Stored dataset items
★ ★ ★ ★

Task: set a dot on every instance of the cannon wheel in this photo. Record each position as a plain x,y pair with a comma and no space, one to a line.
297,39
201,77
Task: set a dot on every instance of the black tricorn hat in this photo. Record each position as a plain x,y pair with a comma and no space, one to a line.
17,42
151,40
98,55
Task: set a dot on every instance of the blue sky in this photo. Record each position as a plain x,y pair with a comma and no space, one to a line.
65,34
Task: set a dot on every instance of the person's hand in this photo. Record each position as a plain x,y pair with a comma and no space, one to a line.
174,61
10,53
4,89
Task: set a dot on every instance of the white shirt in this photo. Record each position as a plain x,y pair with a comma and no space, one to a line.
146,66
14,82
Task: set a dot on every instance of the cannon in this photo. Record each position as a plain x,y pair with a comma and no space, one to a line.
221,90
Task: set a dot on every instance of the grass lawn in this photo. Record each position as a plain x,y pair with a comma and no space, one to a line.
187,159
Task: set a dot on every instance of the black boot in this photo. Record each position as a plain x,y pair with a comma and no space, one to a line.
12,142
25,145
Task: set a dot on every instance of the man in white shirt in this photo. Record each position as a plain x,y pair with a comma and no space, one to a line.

★ ★ ★ ★

WHAT THE TASK ASKS: Write out all of the entries above, exactly and in full.

FINAL ANSWER:
Task: set a dot on every instance of the cannon wheel in this photo. Record each position as a plain x,y pair with a comma and no space, one to a line.
297,39
201,77
Task: set a dot on every instance of the black tricorn hat in this photo. Record each position as a plain x,y pair with a comma and no space, one to a line.
17,42
151,40
98,55
Task: set a dot on every instance of the blue sky in this photo. Record each position as a plain x,y pair with a comma and no space, one to a line.
65,34
Task: set a dot on every instance of the person's hand in this photo. Record each position as a plain x,y pair with a comma and no space, one to a line.
174,61
10,53
4,89
Task: set a dot on every instance of the white shirt in this photo. Record each position as a plain x,y pair with a comma and no space, one to a line.
146,66
14,82
Task: set a dot on every instance of the cannon in this photo. Record each position as a plain x,y pair with a comma and no space, one to a line.
221,90
Task: set a dot on every instance of the grass lawn in this photo. Record each position as a plain x,y pair with a comma and no space, one to a line.
187,159
Task: set a dot on every instance of the black boot in this photo. Record each position as a plain x,y pair with a comma and no space, one to a line.
12,142
25,145
Task: set a dot on every instance of the man in white shirt in this photo. Record each position as a plain x,y pair with a comma and no space, one to a line.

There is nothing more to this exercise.